| Stated problem |
Return each line of the data below that contains the string "white". Case matters.

Entries from a dataset:
========================================================================

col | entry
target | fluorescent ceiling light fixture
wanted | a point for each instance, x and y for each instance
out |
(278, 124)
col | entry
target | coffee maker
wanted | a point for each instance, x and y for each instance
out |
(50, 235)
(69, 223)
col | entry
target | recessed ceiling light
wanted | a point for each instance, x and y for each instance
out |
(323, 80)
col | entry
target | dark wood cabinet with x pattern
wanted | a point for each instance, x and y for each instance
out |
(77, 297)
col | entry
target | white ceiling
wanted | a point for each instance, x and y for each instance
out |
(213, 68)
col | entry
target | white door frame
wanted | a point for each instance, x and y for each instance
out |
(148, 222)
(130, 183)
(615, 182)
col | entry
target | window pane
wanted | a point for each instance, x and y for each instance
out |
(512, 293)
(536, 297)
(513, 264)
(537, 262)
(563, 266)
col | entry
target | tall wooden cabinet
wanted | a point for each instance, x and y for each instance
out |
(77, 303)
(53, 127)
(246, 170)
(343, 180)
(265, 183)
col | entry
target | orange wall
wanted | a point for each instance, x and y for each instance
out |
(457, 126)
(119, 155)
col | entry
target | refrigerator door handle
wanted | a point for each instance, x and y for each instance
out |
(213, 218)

========================================================================

| Expected answer |
target | white ceiling
target | white door frame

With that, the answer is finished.